Required work>
Retype the listing exactly; omit pictures.
### Data records
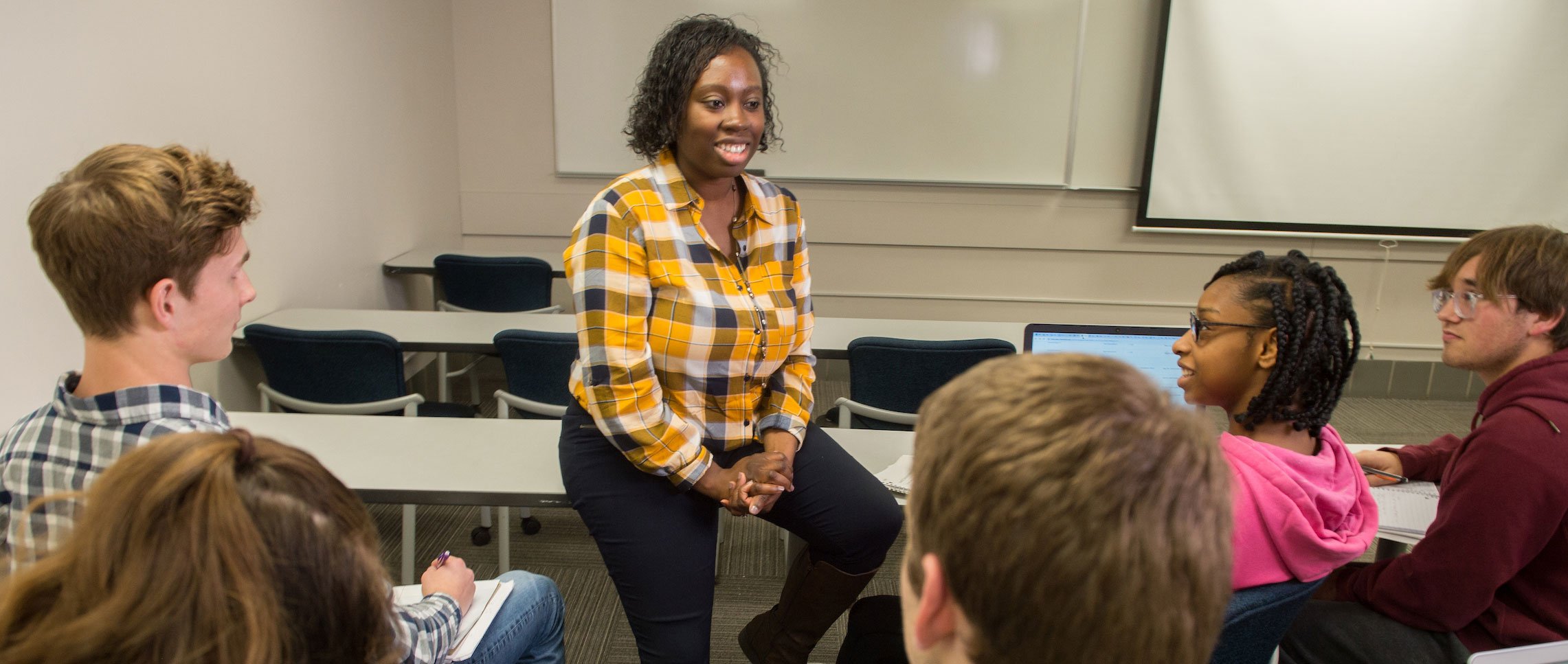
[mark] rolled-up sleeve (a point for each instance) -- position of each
(789, 389)
(607, 266)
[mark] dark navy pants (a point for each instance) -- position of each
(659, 544)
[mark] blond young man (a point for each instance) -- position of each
(145, 248)
(1493, 569)
(1064, 510)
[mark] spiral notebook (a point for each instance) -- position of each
(899, 475)
(488, 595)
(1407, 508)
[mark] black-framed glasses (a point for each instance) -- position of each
(1464, 303)
(1200, 325)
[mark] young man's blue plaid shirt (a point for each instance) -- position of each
(62, 447)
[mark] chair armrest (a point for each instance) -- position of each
(538, 408)
(850, 406)
(407, 403)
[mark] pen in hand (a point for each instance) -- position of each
(1385, 475)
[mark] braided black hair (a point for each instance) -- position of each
(1318, 336)
(673, 66)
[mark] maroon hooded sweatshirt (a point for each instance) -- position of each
(1493, 567)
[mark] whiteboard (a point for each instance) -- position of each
(1429, 118)
(963, 91)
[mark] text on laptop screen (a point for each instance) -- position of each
(1150, 354)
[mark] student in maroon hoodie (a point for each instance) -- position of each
(1493, 569)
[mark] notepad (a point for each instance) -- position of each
(899, 475)
(1407, 508)
(488, 595)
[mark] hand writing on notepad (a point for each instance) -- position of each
(453, 577)
(1387, 462)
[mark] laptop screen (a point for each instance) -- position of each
(1143, 347)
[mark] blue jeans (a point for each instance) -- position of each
(529, 627)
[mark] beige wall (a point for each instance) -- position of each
(929, 251)
(341, 113)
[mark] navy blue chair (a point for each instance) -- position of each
(890, 378)
(494, 284)
(537, 365)
(337, 373)
(490, 284)
(1257, 619)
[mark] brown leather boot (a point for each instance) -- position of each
(814, 595)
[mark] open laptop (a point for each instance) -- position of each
(1143, 347)
(1543, 654)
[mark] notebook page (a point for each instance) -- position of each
(897, 477)
(488, 597)
(1407, 508)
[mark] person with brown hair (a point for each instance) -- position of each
(1493, 569)
(215, 549)
(145, 247)
(1064, 510)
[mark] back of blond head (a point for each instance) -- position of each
(1077, 514)
(126, 218)
(208, 549)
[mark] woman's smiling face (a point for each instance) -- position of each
(724, 118)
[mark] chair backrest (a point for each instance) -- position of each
(494, 284)
(538, 364)
(1257, 619)
(901, 373)
(331, 367)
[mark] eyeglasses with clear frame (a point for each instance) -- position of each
(1464, 303)
(1200, 325)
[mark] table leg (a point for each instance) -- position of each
(504, 530)
(408, 544)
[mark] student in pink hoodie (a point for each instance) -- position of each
(1272, 343)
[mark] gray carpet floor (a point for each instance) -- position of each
(752, 555)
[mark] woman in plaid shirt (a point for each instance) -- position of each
(693, 375)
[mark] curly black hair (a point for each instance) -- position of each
(1319, 337)
(673, 66)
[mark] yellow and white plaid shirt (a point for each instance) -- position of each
(680, 348)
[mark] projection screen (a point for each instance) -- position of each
(1391, 118)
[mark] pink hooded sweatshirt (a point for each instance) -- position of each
(1297, 517)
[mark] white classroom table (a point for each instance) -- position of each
(469, 461)
(474, 331)
(422, 260)
(485, 462)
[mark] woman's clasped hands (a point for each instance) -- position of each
(752, 486)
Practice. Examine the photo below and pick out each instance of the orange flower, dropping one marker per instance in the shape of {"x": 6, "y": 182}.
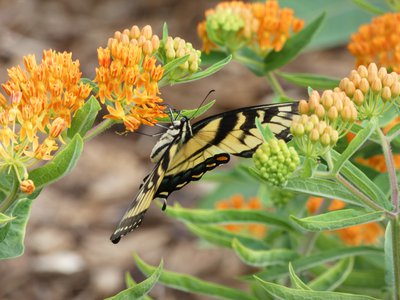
######
Written answer>
[mark] rolled-up sleeve (a point for each instance) -- position of each
(789, 389)
(607, 266)
[mark] dark navy pants (a point for each instance) -- position of each
(659, 544)
[mark] blond young man (a point for each instance) -- position of each
(145, 248)
(1493, 569)
(1064, 510)
[mark] spiral notebook (a point for each instance) -- position of each
(899, 475)
(488, 595)
(1407, 508)
[mark] black-framed glasses (a point for each instance) -- position of each
(1464, 303)
(1200, 325)
[mark] young man's blue plaid shirt (a point for each instance) -- position of each
(62, 447)
[mark] chair armrest (a point for each instance) -- position of each
(538, 408)
(850, 406)
(407, 403)
[mark] pen in hand (a point for each instance) -- position of each
(1385, 475)
[mark] braided black hair (a point for each instance) -- position of each
(1318, 336)
(673, 66)
[mark] maroon hooded sweatshirt (a point for each instance) -- position of each
(1493, 567)
[mark] whiteboard (a point for each instance) -- position of each
(1429, 118)
(963, 91)
[mark] text on laptop screen (a point for each instance) -- position of each
(1150, 354)
[mark] student in maroon hoodie (a point for each instance) -- position of each
(1493, 569)
[mark] notepad (a point for each instance) -- position of each
(899, 475)
(1407, 508)
(488, 595)
[mark] hand writing on notepad (a point for each instance) -- position of each
(453, 577)
(1387, 462)
[mark] laptop screen (a point for each instance) -- position of each
(1143, 347)
[mark] blue jeans (a point for each instance) -- position of each
(529, 627)
[mark] beige wall (a point for each instance) -- position of each
(929, 251)
(341, 113)
[mark] navy blue chair (a point for each instance) -- position of each
(890, 378)
(494, 284)
(537, 365)
(337, 373)
(490, 284)
(1257, 619)
[mark] brown leather boot (a point for each instance) -- position of each
(814, 595)
[mark] open laptop (a point for each instance) -- position of each
(1143, 347)
(1543, 654)
[mark] notebook page (a point for each instance) -- position of each
(897, 477)
(488, 597)
(1407, 508)
[mark] person with brown hair (a point for each instance) -- position of each
(1493, 569)
(215, 549)
(145, 247)
(1064, 510)
[mark] back of blond head (a point for each instance) -- position of each
(1077, 514)
(126, 218)
(208, 549)
[mark] woman's smiling face (a point for each instance) -- position of each
(724, 118)
[mark] chair backrest (a point for each instance) -- position of each
(494, 284)
(538, 364)
(1257, 619)
(901, 373)
(331, 367)
[mark] eyeglasses with clear frame (a point for each instance) -- position of each
(1464, 303)
(1200, 325)
[mark] table leg (a point for each instance) -- position of each
(504, 530)
(408, 544)
[mark] student in pink hoodie (a point for each instance) -- position of each
(1272, 343)
[mark] gray carpet floor (a point for each instance) -- position of each
(752, 555)
[mark] woman in plaid shirt (a point for each instance) -- position of each
(693, 375)
[mark] curly black hair (a point for each instance) -- position of each
(1319, 337)
(673, 66)
[mark] yellow and white plaid shirt (a point for each instance) -- position of each
(680, 348)
[mark] projection screen (a point for each instance) -- position of each
(1391, 118)
[mark] pink hooded sweatshirt (a point for each instance) -- position of each
(1297, 517)
[mark] white classroom table (a point for each instance) -- position of each
(469, 461)
(474, 331)
(422, 260)
(485, 462)
[mark] woman's clasped hands (a point for each instance) -- position of each
(752, 486)
Practice. Examine the photo below and pick out each instance of the orange flower, dropping one marker per instance in the shape of {"x": 6, "y": 182}.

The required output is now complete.